* **EXERCISE A**: According to the passage on the fuel crisis, what does the speaker say the Labor Party doesn't want to talk about?
* **EXERCISE B**: Copy the passage on the fuel crisis from "There is another" to "the whole system.", replacing "demand" with "need".

* **TEXT PASSAGE**:
There is another part of this crisis that again the Labor Party doesn't want to talk about: their mass migration agenda. Another thing it has to accept is that, when you bring in record of numbers of people into this country year after year without matching infrastructure, housing, energy and national capacity, while at the same time destroying our capacity to refine or extract our own fuel, you're going to have more demand. Without doing what is needed in order to make sure the system can handle it, you're going to have more demand for goods, more demand for freight, more demand for diesel powered transport, more demand for road, warehouses, logistics and supply chains. There will be more pressure on the whole system.
That also matters in a fuel crisis. If you already have a stretched country, stretched infrastructure, stretched housing and stretched energy supply, then any shock hits harder. That's exactly what Labor's mass migration agenda has done. It takes an already strained system and places even more demand on it, so when fuel costs spike or supplies are disrupted the consequences are worse because the baseline pressure was already high.

* **ITEMS**:

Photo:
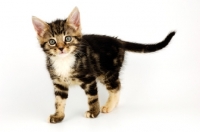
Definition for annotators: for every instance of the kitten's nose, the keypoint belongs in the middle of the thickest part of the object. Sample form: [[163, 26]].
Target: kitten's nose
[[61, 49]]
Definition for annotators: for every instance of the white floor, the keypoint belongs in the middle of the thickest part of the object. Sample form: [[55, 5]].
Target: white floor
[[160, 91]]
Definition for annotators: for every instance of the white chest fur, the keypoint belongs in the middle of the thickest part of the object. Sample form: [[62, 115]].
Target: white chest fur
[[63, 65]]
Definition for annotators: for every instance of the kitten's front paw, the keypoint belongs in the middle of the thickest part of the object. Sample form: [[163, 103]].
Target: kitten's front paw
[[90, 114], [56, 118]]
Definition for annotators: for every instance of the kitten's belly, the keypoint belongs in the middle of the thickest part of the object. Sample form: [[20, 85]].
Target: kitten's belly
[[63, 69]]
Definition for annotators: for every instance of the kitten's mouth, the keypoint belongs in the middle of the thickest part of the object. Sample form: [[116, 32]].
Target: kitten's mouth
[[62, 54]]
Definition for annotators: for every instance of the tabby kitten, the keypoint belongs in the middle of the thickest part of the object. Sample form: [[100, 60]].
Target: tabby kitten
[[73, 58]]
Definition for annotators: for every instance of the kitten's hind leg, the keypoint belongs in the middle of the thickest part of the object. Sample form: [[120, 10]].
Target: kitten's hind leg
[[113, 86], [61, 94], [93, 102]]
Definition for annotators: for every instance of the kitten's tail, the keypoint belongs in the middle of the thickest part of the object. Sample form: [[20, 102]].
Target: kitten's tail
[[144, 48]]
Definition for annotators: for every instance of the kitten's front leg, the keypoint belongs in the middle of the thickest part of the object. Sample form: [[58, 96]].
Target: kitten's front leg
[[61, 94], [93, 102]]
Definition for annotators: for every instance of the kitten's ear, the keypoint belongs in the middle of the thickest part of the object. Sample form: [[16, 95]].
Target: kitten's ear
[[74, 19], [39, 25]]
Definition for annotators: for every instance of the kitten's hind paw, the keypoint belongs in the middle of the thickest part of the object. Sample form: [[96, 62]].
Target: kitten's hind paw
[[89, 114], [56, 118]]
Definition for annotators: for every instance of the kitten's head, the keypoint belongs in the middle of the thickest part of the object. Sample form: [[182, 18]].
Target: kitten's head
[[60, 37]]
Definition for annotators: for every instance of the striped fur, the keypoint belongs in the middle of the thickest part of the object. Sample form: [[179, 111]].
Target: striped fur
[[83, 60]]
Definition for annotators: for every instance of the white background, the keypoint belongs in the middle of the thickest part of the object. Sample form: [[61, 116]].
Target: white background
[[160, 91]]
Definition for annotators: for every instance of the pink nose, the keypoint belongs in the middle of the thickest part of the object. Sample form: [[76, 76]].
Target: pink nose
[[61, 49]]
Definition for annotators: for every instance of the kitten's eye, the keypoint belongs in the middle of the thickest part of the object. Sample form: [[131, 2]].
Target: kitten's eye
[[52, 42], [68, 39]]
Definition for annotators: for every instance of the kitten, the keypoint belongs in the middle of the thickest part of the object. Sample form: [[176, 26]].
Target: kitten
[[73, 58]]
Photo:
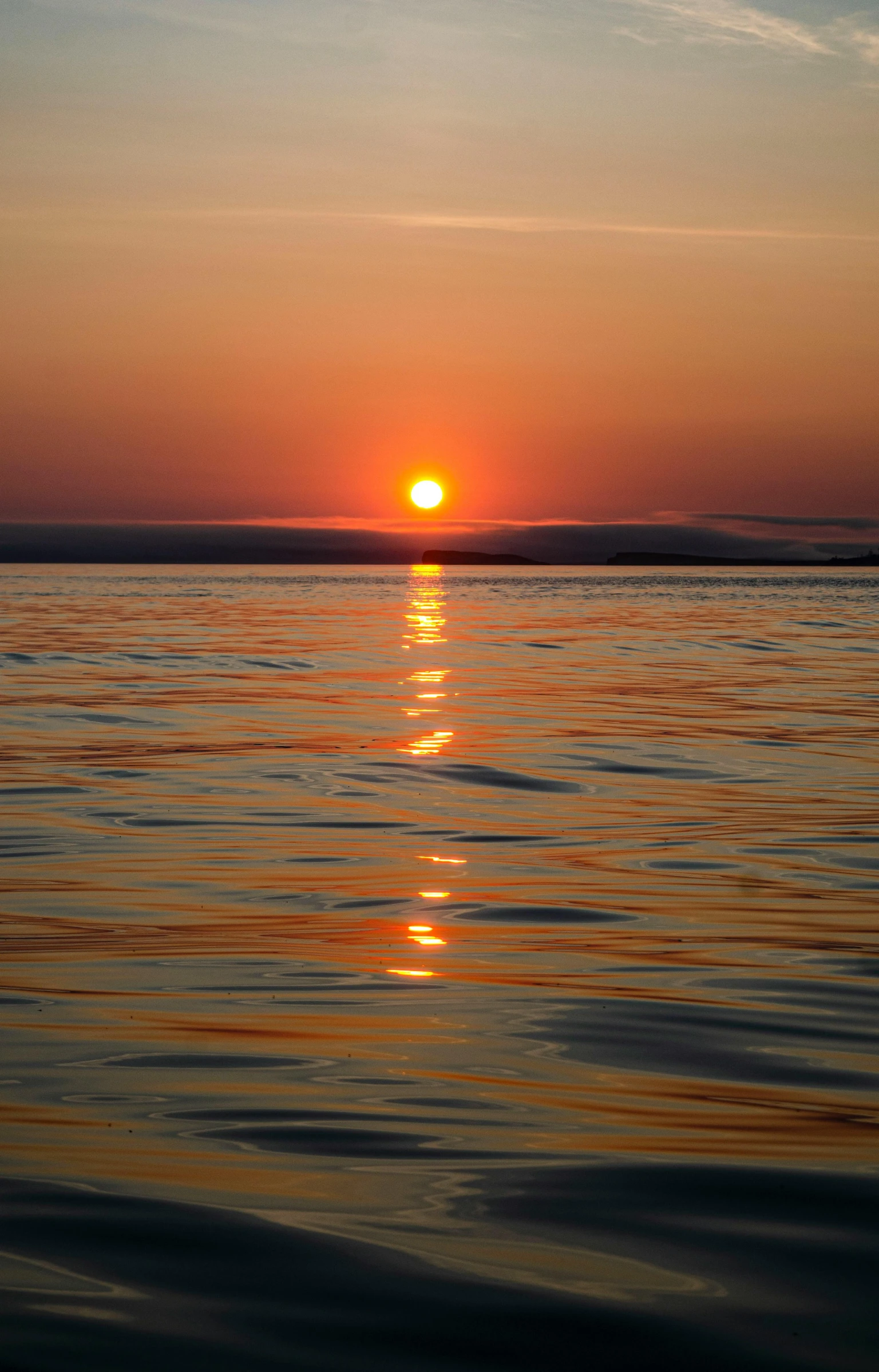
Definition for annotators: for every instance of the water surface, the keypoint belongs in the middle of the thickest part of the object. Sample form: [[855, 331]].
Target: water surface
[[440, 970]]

* **CORRECT RESPONSE A**: Its mass migration agenda.

* **CORRECT RESPONSE B**:
There is another part of this crisis that again the Labor Party doesn't want to talk about: their mass migration agenda. Another thing it has to accept is that, when you bring in record of numbers of people into this country year after year without matching infrastructure, housing, energy and national capacity, while at the same time destroying our capacity to refine or extract our own fuel, you're going to have more need. Without doing what is needed in order to make sure the system can handle it, you're going to have more need for goods, more need for freight, more need for diesel powered transport, more need for road, warehouses, logistics and supply chains. There will be more pressure on the whole system.